■ **Aim**
Rewrite the lines starting at the one that contains "Task: in the photo above, where can the pair" and ending at the last line, with "pair of black boots" replaced by "set of dark boots" and everything else unchanged.

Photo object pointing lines
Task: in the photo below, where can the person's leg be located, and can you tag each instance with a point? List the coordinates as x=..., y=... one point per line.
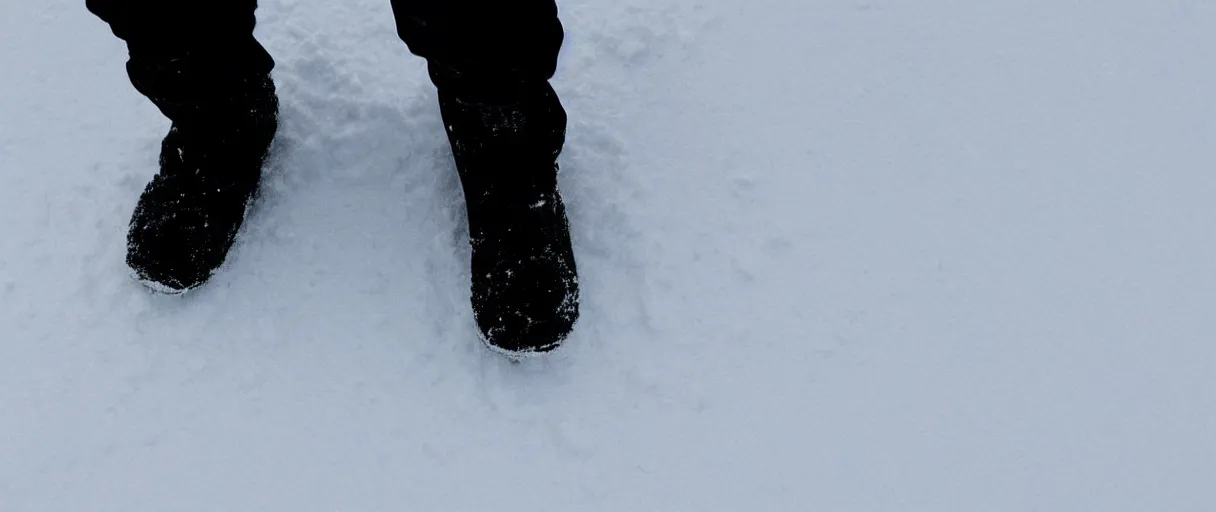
x=201, y=66
x=491, y=62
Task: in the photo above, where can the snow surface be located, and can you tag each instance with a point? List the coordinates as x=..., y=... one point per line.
x=838, y=256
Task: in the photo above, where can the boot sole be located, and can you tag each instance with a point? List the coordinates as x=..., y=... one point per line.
x=517, y=355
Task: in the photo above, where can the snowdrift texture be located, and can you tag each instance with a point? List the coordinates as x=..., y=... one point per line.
x=837, y=256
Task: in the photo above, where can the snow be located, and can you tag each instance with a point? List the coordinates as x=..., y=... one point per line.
x=855, y=256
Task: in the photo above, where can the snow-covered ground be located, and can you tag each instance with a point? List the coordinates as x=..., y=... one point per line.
x=839, y=256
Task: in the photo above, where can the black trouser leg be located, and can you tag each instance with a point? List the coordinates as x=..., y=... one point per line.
x=483, y=50
x=187, y=54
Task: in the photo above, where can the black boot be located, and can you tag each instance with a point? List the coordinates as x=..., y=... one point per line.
x=525, y=287
x=210, y=164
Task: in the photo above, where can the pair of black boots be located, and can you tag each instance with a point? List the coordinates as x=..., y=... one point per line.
x=505, y=139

■ **Worked answer**
Task: in the photo above, where can the set of dark boots be located, and can you tag each instance with a point? List the coordinates as x=..., y=... one point per line.
x=505, y=139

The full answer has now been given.